#### [To be done]
Copy out, character for character, everything from the line containing "outline --target=rear quarter" down to the line containing "628 356 L 483", including both of those lines.

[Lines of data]
==============================
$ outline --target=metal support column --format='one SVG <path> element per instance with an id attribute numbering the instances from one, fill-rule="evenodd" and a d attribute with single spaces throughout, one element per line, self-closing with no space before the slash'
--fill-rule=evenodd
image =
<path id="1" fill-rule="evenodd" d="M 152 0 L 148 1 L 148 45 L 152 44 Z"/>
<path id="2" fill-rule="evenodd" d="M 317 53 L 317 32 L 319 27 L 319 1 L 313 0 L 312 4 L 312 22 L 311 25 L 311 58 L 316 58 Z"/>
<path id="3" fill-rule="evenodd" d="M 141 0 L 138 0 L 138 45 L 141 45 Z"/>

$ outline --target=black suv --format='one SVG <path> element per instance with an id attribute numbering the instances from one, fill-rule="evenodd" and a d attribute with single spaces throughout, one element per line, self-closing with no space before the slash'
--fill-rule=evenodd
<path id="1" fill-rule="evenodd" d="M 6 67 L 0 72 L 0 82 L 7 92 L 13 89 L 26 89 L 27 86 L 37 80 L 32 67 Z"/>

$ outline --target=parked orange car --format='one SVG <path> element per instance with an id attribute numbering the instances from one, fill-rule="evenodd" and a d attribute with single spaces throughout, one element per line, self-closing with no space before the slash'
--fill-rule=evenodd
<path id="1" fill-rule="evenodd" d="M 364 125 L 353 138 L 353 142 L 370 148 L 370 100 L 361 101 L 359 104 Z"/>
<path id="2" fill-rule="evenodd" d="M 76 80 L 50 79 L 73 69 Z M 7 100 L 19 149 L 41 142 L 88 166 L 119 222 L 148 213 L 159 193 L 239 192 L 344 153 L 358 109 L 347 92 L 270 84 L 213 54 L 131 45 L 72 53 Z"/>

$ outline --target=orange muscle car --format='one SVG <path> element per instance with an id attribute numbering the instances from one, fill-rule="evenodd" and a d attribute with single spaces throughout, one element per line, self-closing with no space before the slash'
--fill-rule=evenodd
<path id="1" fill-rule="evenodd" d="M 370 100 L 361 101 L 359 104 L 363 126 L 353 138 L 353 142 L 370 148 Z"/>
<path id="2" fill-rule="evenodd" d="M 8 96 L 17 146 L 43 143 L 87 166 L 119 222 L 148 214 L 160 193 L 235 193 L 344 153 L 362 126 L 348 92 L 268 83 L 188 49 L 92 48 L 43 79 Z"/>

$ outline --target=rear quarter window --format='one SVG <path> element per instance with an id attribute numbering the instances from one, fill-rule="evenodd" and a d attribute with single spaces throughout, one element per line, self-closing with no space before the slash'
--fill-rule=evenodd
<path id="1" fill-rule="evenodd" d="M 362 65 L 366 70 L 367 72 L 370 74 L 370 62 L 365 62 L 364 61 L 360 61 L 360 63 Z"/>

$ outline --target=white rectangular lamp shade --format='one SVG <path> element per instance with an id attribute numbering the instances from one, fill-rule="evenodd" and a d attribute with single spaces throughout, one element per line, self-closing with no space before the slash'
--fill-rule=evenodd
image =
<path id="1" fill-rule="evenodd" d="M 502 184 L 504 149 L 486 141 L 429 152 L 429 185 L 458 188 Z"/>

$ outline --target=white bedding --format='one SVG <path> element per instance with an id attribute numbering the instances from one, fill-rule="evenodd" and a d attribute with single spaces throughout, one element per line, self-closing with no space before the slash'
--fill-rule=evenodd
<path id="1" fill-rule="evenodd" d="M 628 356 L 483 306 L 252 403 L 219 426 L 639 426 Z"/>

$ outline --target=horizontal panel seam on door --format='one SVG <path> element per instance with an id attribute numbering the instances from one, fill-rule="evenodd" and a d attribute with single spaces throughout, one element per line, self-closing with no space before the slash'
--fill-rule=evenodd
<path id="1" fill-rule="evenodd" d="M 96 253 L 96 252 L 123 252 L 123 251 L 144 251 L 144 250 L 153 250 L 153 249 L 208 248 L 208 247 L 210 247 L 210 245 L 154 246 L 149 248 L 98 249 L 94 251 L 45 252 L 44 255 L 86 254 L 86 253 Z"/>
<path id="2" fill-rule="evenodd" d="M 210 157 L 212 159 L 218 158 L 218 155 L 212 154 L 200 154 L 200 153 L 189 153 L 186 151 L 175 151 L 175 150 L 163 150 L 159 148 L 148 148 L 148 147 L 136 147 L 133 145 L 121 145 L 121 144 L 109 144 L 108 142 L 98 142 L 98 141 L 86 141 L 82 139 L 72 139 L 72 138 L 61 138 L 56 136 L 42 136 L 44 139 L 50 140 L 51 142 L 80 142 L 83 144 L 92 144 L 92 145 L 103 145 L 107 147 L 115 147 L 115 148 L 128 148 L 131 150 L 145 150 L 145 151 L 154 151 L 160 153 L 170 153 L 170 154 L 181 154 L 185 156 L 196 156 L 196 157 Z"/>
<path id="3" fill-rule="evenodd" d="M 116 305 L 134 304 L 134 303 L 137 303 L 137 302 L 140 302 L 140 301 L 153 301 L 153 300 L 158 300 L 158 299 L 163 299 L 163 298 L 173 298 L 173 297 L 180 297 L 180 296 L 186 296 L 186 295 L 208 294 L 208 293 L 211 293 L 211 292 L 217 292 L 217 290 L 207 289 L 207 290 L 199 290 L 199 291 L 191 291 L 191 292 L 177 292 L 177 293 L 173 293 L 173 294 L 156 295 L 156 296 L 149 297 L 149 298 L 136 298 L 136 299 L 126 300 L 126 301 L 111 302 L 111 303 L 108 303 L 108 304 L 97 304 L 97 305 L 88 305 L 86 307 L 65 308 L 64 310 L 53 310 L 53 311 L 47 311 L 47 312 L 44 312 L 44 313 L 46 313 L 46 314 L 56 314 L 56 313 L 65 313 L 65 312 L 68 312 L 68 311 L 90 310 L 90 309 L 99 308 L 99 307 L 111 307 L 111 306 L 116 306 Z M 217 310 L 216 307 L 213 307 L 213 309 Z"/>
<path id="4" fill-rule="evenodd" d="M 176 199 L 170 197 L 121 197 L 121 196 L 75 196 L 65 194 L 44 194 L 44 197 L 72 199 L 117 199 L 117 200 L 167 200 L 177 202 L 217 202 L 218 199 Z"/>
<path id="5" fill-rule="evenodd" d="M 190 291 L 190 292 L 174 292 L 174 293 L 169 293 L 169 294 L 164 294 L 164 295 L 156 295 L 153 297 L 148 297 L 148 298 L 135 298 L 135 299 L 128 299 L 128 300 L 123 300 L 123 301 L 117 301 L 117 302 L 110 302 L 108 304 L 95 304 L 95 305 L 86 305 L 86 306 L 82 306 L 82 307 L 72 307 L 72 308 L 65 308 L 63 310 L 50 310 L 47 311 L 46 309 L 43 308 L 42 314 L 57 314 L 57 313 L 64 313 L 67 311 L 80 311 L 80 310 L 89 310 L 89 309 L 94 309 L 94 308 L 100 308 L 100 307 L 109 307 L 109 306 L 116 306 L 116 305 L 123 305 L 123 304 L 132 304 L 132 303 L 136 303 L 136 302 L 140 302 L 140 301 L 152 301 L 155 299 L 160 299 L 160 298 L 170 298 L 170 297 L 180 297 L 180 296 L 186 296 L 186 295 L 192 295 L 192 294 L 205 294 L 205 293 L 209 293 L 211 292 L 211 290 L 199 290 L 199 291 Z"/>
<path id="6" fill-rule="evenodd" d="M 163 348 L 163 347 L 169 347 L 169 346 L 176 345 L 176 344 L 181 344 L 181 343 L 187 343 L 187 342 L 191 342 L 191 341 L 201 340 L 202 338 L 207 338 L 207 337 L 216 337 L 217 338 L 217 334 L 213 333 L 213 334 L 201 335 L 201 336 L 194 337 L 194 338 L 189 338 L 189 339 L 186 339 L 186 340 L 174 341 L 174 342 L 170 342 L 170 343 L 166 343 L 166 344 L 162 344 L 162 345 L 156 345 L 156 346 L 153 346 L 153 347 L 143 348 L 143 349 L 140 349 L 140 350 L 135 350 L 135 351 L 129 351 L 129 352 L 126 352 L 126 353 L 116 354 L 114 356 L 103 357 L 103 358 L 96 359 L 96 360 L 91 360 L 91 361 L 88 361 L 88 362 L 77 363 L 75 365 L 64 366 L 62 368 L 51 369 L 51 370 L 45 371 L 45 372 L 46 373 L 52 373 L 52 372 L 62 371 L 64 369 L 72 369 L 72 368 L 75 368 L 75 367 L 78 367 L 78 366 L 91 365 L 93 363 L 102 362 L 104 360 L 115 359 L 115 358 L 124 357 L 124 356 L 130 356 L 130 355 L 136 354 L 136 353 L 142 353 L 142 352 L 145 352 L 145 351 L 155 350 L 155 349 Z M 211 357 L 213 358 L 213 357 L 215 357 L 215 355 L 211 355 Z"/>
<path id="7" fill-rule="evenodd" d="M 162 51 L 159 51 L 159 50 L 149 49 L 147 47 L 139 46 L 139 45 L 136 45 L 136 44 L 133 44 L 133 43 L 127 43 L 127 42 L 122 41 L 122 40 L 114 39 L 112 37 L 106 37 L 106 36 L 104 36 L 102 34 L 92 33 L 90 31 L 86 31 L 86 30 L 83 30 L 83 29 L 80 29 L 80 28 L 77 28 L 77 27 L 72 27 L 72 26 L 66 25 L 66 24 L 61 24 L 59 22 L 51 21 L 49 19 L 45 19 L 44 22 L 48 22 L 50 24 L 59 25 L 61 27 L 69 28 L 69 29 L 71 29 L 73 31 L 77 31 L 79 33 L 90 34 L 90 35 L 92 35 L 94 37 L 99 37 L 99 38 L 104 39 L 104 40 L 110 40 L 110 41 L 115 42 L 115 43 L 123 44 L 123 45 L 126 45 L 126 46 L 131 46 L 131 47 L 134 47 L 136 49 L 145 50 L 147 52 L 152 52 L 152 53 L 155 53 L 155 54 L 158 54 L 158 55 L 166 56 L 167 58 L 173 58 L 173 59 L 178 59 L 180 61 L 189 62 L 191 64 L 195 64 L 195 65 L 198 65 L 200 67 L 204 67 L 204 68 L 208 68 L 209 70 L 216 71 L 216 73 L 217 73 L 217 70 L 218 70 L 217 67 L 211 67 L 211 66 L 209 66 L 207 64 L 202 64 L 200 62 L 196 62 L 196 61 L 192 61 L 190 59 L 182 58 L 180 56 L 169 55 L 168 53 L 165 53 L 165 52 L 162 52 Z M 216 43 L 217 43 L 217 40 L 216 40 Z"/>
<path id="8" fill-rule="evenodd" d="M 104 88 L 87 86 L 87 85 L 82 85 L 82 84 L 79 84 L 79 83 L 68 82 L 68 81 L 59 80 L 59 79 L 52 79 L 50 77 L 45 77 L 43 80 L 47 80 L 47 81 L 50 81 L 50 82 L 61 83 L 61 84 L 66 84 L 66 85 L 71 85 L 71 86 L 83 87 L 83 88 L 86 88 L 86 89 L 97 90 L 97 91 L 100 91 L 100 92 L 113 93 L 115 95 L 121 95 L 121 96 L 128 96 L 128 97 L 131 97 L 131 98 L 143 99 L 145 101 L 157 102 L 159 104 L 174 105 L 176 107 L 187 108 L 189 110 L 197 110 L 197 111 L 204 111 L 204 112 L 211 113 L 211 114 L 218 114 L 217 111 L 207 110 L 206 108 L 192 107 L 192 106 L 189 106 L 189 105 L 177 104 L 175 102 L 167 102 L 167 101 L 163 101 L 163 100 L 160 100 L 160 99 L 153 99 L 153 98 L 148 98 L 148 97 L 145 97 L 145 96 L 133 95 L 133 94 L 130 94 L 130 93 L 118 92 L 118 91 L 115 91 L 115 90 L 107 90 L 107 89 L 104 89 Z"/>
==============================
#### [Exercise answer]
$ outline --target=rear quarter window --format='one SVG <path> element per instance with an id attribute numbering the instances from one, fill-rule="evenodd" and a d attribute with single spaces throughout, one element per line, self-closing with no space before the slash'
--fill-rule=evenodd
<path id="1" fill-rule="evenodd" d="M 362 65 L 366 70 L 367 72 L 370 74 L 370 62 L 365 62 L 364 61 L 360 61 L 360 63 Z"/>

$ outline --target=white rectangular lamp shade --format='one SVG <path> element per instance with an id attribute numbering the instances from one, fill-rule="evenodd" and a d attribute with single spaces throughout, one element per line, self-closing with no space before the slash'
--fill-rule=evenodd
image =
<path id="1" fill-rule="evenodd" d="M 502 184 L 504 149 L 486 141 L 429 152 L 429 185 L 458 188 Z"/>

$ outline --target=white bedding --format='one SVG <path> element per instance with an id attribute numbering the instances from one, fill-rule="evenodd" and a d attribute with single spaces throughout, one element per line, self-closing with no space before the slash'
--fill-rule=evenodd
<path id="1" fill-rule="evenodd" d="M 628 356 L 483 306 L 252 403 L 219 426 L 639 426 Z"/>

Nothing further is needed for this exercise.